Everything from the line that contains "Task: point out the yellow sticker" through the last line of the listing must be copied exactly, with both of those lines included and no others.
-------- Given records --------
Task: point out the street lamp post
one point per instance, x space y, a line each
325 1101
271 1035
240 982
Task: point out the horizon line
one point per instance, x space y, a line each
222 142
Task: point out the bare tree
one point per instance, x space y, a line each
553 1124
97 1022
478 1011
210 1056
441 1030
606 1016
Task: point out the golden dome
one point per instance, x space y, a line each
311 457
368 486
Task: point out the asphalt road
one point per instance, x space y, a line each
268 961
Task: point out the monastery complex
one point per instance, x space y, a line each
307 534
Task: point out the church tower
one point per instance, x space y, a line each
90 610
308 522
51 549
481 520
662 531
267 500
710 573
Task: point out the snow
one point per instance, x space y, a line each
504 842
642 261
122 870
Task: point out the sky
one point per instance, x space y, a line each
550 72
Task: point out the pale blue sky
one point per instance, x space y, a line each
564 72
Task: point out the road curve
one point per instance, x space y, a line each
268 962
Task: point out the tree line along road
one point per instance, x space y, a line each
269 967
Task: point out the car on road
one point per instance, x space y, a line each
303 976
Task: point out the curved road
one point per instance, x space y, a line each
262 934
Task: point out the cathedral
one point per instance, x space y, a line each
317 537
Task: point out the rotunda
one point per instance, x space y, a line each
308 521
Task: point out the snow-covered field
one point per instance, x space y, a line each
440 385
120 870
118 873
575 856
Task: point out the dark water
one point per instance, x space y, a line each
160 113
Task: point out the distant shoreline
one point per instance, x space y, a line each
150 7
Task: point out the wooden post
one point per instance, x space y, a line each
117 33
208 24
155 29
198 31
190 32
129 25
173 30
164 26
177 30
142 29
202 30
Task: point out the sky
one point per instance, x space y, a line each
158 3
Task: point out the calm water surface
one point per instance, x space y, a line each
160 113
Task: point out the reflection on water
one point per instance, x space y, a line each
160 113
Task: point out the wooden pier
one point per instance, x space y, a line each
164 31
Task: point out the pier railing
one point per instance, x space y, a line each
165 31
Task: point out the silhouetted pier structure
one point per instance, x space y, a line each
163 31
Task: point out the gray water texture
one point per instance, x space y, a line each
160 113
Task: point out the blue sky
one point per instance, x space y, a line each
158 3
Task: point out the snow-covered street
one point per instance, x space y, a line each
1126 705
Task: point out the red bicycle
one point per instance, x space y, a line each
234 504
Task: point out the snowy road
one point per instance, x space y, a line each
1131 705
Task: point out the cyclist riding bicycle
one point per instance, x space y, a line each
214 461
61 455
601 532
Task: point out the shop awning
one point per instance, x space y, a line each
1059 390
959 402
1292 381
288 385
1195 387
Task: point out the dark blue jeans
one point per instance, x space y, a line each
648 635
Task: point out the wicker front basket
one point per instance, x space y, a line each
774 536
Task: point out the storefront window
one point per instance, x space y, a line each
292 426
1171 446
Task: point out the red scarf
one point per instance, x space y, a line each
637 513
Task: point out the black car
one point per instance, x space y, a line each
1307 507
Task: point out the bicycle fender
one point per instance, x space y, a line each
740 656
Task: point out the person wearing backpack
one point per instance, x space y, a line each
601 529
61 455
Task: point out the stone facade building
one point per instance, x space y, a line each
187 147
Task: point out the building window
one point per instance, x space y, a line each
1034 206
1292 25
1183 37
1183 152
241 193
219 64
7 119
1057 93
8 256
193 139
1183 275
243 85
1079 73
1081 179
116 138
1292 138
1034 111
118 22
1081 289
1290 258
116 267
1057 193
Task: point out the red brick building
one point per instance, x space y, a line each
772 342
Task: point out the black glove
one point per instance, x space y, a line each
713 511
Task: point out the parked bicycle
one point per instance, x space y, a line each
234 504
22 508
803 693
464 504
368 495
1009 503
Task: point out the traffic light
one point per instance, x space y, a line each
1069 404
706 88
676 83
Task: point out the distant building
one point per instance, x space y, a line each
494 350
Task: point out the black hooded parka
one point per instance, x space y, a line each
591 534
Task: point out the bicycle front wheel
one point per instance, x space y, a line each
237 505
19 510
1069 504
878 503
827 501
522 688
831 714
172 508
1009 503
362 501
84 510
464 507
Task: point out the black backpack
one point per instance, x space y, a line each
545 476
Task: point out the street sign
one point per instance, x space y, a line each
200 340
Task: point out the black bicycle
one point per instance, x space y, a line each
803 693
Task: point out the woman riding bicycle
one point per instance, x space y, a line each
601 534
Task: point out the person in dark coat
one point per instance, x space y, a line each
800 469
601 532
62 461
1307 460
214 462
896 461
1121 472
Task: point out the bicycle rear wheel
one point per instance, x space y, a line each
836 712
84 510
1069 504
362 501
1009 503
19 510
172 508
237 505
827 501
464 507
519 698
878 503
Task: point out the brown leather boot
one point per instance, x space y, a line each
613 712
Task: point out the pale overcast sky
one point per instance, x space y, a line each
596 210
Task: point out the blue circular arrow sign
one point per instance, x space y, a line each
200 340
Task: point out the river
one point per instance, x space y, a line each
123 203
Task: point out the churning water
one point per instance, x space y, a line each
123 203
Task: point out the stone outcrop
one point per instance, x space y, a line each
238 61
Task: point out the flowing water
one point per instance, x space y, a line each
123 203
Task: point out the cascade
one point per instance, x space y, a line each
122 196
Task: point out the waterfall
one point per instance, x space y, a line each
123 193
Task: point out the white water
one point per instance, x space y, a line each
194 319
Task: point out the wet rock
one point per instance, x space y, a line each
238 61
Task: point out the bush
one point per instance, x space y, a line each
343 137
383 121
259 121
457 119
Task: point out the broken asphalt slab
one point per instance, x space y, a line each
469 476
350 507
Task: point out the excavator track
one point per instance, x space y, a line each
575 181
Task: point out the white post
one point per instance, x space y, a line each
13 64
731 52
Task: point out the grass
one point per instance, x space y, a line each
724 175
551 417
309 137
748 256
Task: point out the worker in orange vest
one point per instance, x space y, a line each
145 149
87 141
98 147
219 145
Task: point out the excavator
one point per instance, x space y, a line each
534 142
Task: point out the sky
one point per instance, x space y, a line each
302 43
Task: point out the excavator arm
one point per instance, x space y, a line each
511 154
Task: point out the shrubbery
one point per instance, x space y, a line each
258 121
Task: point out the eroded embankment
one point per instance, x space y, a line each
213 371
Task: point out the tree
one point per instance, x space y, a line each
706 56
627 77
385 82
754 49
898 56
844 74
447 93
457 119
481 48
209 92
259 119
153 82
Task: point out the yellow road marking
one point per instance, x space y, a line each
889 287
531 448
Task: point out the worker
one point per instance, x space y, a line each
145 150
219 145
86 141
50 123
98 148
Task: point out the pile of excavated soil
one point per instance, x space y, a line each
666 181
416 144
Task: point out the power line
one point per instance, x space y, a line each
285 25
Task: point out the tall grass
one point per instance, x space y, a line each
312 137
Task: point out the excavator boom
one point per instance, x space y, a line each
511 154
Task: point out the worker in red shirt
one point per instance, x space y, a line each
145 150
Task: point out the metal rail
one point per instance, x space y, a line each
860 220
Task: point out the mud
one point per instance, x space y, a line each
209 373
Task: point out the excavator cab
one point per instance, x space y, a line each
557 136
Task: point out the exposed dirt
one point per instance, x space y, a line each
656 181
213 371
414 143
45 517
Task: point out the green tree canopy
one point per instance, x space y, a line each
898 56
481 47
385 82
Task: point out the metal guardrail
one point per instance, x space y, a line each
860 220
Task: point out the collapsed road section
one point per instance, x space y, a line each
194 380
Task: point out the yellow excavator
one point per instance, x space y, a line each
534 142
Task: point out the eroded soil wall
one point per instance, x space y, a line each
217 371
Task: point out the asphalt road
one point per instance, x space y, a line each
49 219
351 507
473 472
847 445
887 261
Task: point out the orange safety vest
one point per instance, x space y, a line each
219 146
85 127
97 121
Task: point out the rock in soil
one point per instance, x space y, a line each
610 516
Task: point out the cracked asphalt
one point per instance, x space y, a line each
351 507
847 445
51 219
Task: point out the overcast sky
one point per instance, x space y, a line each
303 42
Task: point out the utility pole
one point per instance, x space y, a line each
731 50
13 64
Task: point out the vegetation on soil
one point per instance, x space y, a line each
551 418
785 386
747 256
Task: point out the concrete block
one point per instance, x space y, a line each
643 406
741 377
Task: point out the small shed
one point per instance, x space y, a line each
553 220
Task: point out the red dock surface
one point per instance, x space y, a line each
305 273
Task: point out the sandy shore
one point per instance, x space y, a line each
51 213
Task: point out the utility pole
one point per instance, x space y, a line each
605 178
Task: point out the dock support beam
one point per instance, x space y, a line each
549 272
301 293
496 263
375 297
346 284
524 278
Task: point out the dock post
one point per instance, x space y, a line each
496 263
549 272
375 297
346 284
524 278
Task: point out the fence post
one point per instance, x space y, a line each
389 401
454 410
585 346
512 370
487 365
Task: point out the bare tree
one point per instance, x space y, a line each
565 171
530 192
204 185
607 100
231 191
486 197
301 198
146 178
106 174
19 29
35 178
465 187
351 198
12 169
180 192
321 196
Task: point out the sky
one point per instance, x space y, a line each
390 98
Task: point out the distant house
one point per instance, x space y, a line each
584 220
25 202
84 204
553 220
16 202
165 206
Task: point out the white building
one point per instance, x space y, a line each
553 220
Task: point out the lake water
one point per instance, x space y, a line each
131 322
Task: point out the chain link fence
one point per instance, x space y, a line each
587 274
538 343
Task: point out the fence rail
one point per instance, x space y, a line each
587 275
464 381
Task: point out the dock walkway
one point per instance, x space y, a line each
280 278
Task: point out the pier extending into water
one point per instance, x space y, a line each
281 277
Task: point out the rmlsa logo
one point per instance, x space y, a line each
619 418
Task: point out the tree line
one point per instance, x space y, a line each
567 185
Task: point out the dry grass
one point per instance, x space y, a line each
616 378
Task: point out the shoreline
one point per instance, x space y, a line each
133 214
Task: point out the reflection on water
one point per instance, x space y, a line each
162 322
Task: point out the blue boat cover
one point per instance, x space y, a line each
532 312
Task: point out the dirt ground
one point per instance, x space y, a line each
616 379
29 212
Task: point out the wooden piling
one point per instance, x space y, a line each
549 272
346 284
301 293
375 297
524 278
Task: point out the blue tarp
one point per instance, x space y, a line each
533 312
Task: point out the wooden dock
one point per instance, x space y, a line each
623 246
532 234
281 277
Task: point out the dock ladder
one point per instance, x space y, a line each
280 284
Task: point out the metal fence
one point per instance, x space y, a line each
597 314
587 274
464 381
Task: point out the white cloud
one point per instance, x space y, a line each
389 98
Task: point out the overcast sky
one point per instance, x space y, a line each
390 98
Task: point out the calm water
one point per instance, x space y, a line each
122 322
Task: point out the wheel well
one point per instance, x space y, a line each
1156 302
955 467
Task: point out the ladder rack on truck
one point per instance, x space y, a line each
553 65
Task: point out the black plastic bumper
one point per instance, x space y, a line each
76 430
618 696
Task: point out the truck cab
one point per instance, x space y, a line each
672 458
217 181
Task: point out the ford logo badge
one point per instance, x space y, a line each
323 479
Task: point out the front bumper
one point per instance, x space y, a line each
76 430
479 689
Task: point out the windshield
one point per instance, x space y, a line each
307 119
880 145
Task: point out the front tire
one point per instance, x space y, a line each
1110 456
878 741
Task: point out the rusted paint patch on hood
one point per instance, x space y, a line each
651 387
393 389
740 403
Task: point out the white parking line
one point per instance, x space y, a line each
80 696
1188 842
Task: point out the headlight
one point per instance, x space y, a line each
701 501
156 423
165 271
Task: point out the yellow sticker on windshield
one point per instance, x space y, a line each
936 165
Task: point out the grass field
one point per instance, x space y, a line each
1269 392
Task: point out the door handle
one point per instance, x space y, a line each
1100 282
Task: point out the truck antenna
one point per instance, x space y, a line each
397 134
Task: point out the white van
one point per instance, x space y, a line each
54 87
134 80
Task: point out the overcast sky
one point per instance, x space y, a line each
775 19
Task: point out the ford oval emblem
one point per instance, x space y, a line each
--------
Solution to this task
Task: point out the yellow sticker on windshield
one point per instance, x space y, a line each
936 165
Task: point out the grass field
one point per instance, x space y, a line each
1269 392
Task: point out the door handle
one point per instance, x space y, a line each
1100 282
Task: point out the truck antenna
one point per instance, x space y, a line each
397 134
Task: point out the white van
one point per instance, x space y, a line each
54 87
134 80
Task: point out the overcast sky
one point per instance, x space y, a line each
775 19
Task: point out the ford oval emblem
one point per instance, x space y, a line each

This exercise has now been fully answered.